Given text:
'''
What does Clean Code meant to you?

The very basic question

It is the very basic question for middle-level programmer (professional programmer with advanced skill but not yet a master). It has already been discussed maybe for decades in several discussion forums. Some of the source I had found is:
However we arrived to the basic question, what is a clean code actually? This is purely my opinion about clean code.

The general aspects of clean code

To be defined as a clean code, I think that the code should has some of the aspects below:
  1. Readable / high readability
  2. High Cohesion
  3. Low Coupling
  4. Avoid Duplication as Possible
  5. Testable

Readable / High Readability

You write code to be read in the future, either by yourself or other developer. Any code cannot be maintained by anyone if it cannot be read. Any design is useless if the code not readable. That is why the first and most important part in clean code.
Now the question is, what makes the code readable? A code is readable if you can understand what it is doing in the first read. Compare both code below:
public DateTime A(int a){
    int b = B();
    return a - b;
}
With this one:
public DateTime GetWorkingTime(int hourOut){
    int hourIn = GetHourIn();
    return hourOut - hourIn;
}
From the comparison, you can see clearly what the second piece of code is doing in first read instead of the first one. That readability alone already save you much time to define what is the code doing.

High Cohesion

The wiki definition is: 
if the methods that serve the given class tend to be similar in many aspects, then the class is said to have high cohesion. In a highly cohesive system, code readability and the likelihood of reuse is increased, while complexity is kept manageable. 
That said, a module (a method in procedural or class in OOP), the operations that is executed inside must be similar (doing one thing and one thing only). There is one principle in OOP which goal is almost the same, that is Single Responsibility Principle, which said:
every class should have a single responsibility, and that responsibility should be entirely encapsulated by the class. All its services should be narrowly aligned with that responsibility.
'''
Data segment:
'''
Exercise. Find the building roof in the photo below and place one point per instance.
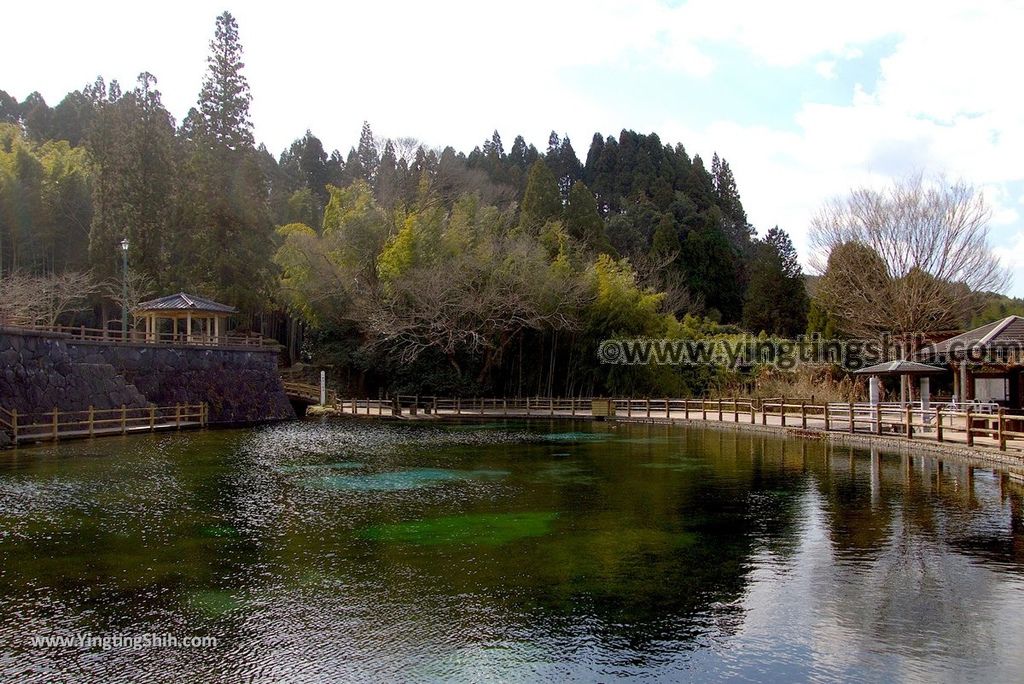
'''
Challenges:
**a.** Answer these questions about the clean code post:
(i) Which aspect of clean code does the post call the first and most important?
(ii) What is the name of the method in the second code sample?
(iii) Which OOP principle does the post say has almost the same goal as high cohesion?
**b.** Please write a continuation of the clean code post, starting right after its quoted definition of the Single Responsibility Principle.

Answers for the tasks:
**a.**
(i) Readability (readable code, or high readability).
(ii) GetWorkingTime.
(iii) The Single Responsibility Principle.

**b.**
So taken an example of the low cohesion code below:
public class SaleOrderSubmitter{
    public void Submit(SaleOrder sale){
        if(!sale.Items.Any(k=>k.Quantity > 0)){
            throw new InvalidOperationException("No Quantity Ordered");
        }
        using(SqlConnection con = new SqlConnection()){
            // sql code to get whether list of item is exists
            bool isAnyItemNotExists = bool.parse(dataRow["Result"].ToString());
            if(!isAnyItemNotExists) { throw new InvalidOperationException("Item does not exists."); }
            // insert item to database
        }
    }
}
The operation above is having 4 responsibility. First is checking whether there are quantity ordered, second is opening connection to database, third is validating whether there are any items not exist in database and fourth is inserting the item to database. Why it is becoming a problem? That is because each responsibility logic cannot be reused (quantity validation, open connection logic, item exists validation, insert to database logic).
Say, if one day you have a requirement for modification, that the order are able to be submitted without item exists validation, you will have a hard time to develop it. Worst, you will have duplicated code which is a bad score for maintainability (see point 4 - Avoid Duplication if Possible). So, what can you do to avoid it? The answer can be found at point 3 - Low Coupling.

Low Coupling

Low cohesion usually comes with high (tight) coupling. A coupling means that an operation is tightly related to other operation, in which they are hard to separate.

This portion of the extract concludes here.